BEGIN
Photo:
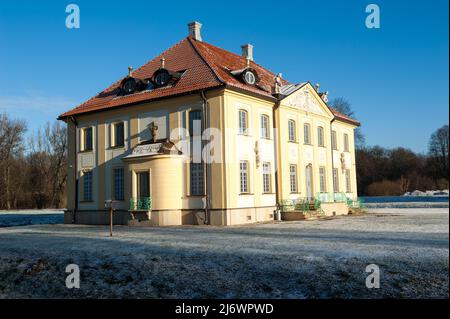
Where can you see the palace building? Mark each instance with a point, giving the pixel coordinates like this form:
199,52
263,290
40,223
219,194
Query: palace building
200,135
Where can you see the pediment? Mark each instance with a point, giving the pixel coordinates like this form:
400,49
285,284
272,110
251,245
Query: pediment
308,100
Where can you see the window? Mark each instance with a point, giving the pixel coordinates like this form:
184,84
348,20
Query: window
322,180
243,122
320,140
264,126
306,133
243,166
119,184
196,166
335,180
118,134
196,174
348,188
291,131
267,178
333,140
346,146
293,178
143,184
87,139
87,186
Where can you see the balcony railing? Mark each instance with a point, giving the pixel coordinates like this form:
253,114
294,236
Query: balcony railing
308,204
142,203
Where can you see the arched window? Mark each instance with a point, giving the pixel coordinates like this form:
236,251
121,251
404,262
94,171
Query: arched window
320,140
265,126
307,133
291,131
346,145
243,122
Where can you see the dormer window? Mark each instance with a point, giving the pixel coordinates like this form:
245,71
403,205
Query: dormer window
249,77
164,77
130,85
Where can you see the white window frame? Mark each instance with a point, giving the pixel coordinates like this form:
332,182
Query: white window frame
243,121
265,126
121,190
320,136
307,133
293,179
322,179
244,185
346,143
267,177
88,186
336,180
348,182
292,131
334,139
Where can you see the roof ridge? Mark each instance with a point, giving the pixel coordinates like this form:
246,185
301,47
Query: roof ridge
241,57
204,59
114,84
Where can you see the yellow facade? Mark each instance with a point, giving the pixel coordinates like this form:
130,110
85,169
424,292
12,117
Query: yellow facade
273,154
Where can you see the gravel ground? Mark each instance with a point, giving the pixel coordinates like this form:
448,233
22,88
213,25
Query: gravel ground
306,259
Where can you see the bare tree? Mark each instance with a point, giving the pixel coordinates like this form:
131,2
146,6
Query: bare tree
342,105
47,164
438,152
11,147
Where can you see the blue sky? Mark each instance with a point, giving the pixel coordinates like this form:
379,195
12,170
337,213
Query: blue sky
396,77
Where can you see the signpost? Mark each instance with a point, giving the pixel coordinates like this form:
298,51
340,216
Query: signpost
110,204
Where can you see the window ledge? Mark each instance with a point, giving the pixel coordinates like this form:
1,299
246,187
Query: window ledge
116,147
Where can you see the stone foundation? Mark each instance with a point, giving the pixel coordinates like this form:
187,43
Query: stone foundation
226,217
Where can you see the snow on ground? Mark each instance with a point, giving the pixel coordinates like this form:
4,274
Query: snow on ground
305,259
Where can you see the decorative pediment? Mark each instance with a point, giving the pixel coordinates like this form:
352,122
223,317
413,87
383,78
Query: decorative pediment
306,101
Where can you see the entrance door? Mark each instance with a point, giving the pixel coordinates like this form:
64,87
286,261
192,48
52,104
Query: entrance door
143,184
308,173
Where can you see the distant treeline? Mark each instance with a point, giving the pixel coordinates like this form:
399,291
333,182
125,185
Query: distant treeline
390,172
32,170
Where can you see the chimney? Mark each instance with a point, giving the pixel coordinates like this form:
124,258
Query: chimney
247,51
194,30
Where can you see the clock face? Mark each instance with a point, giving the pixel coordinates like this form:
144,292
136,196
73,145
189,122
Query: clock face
162,78
249,77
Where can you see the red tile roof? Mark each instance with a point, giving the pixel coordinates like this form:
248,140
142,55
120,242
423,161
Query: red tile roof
343,117
205,66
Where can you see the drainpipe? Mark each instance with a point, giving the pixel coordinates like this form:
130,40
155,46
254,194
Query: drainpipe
332,156
204,125
74,121
276,152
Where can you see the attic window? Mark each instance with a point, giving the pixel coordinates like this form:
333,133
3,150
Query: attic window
164,77
130,85
249,77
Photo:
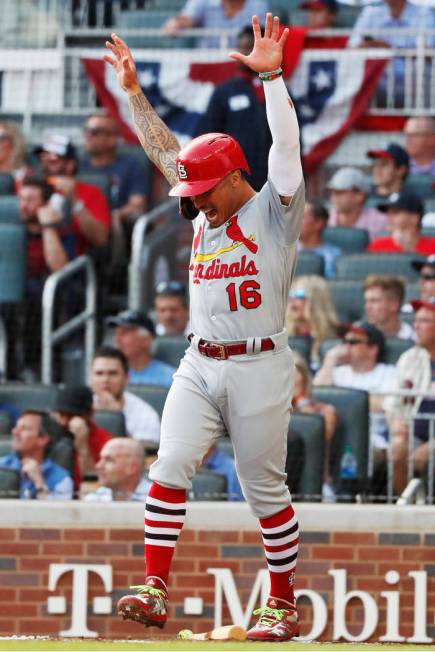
END
▸ Task prompt: Each record should be printed again precisely, though not its pictures.

▸ Exercise output:
Photo:
Where can you see the palace building? Mark each instance with a point, giving the pixel coordinates like this form:
199,52
263,290
40,223
219,194
Query: palace building
200,135
Where can you see the pediment? Mark each instance with a point, giving the pixel coordinates like this form:
400,49
285,284
272,110
251,245
Query: pediment
308,100
Where can you see the window? Mark each instance with a point, giving the pixel coordinates like this form:
184,84
348,20
Query: window
322,180
243,122
320,140
264,126
306,133
243,166
119,184
196,166
335,180
118,134
196,174
348,188
291,131
267,178
333,140
346,146
293,178
143,184
87,139
87,186
Where can you see the balcony railing? Mark each instance with a point, giving the pixel coordinates like this form:
253,114
294,236
Query: balcony railing
308,204
142,203
Where can you see the arched window? Mark each instance with a point, giving the pixel coordinates like this form:
236,251
121,251
404,262
94,171
Query: arched window
320,140
265,126
307,133
291,131
346,145
243,122
Where can you see the dormer window? Mark each instance with a point, giving the pixel coordinates like this form:
245,71
403,205
Query: dormer window
249,77
164,77
130,85
Where can you see the white window frame? Mark each instance with a point, giving the pixel coordinates like this form:
332,182
Query: white window frame
243,121
265,126
121,190
320,136
307,133
293,179
322,179
244,185
346,143
267,177
88,186
336,180
348,182
292,131
334,139
Where can you see the roof ridge? Mark each instance with a point, giving the pixel coordinates like this form:
246,185
301,47
Query: roof ridge
241,57
204,59
114,84
Where can you see the yellow facade? Mark each instance with a point, giving the pixel coordinates like this form:
130,110
85,169
424,292
12,117
Query: yellow facade
273,154
Where can you see the gravel ground? Mark each instance with a point, giving the pixel coordinates like this form:
448,233
22,88
213,25
Query: gravel ground
306,259
Where can you see the bare tree? Mark each instance with a point, giving the pixel coordinates like this form:
131,2
146,6
Query: bare tree
342,105
47,164
438,152
11,147
Where can you see the blue sky? Mark each instance with a point, giving the pixel coordinates like this form:
379,195
12,170
337,213
Query: blue sky
396,77
Where can you see the signpost? Mark each instance with a point, giving the pixel coordinates like this form:
298,51
340,216
Query: signpost
110,204
Where can you see the window ledge? Mark each instance with a point, giving the pixel coordinates like this form:
1,299
246,187
Query: window ledge
116,147
Where can you see the stone foundation? Mark each instance with a point, giving the pixel coordinates like this form:
187,43
Query: stone foundation
226,217
Where can you see the snow on ground? Mark each instance with a point, giving the pixel coordinates like this form:
4,274
Query: snow on ground
305,259
Where can you see the decorative pediment? Mark each instance with a point, giving the pixel coordinates like this form:
352,122
223,317
413,87
383,78
Query: decorative pediment
306,101
Where can you see the entrance door? Mark each instance with a point, giving the pixel coordinates like this form:
64,87
286,261
192,48
52,104
Query: entrance door
143,184
308,173
Where can you see the distant treeline? Mark each instance with a point, giving the pixel coordinates like this form:
399,291
333,182
125,185
Query: distant treeline
390,172
32,170
Where can you see the chimney? Mark each instance with a point, giving the pixel coordinates like this form:
124,258
Query: chimney
247,51
194,30
Where can you see the clock face? Mark each instance with a point, giving the pixel coordinates like this form:
144,292
136,196
73,145
189,122
Query: clock face
162,78
249,77
Where can you see the red tile roof? Mark each instance with a point, giving the pixel coordinates like this form:
248,140
142,55
120,242
423,161
Query: red tile roof
343,117
205,66
Where can you see the drainpipe? Mark each instance with a point, giving the pixel coordinates like this form:
130,40
155,46
254,194
Query: drainpipe
332,156
204,125
74,121
276,152
Where can you see the attic window? Mark each instance with a point, giving the pixel coordinates like this form:
333,133
3,150
Query: attic window
164,77
130,85
249,77
Photo:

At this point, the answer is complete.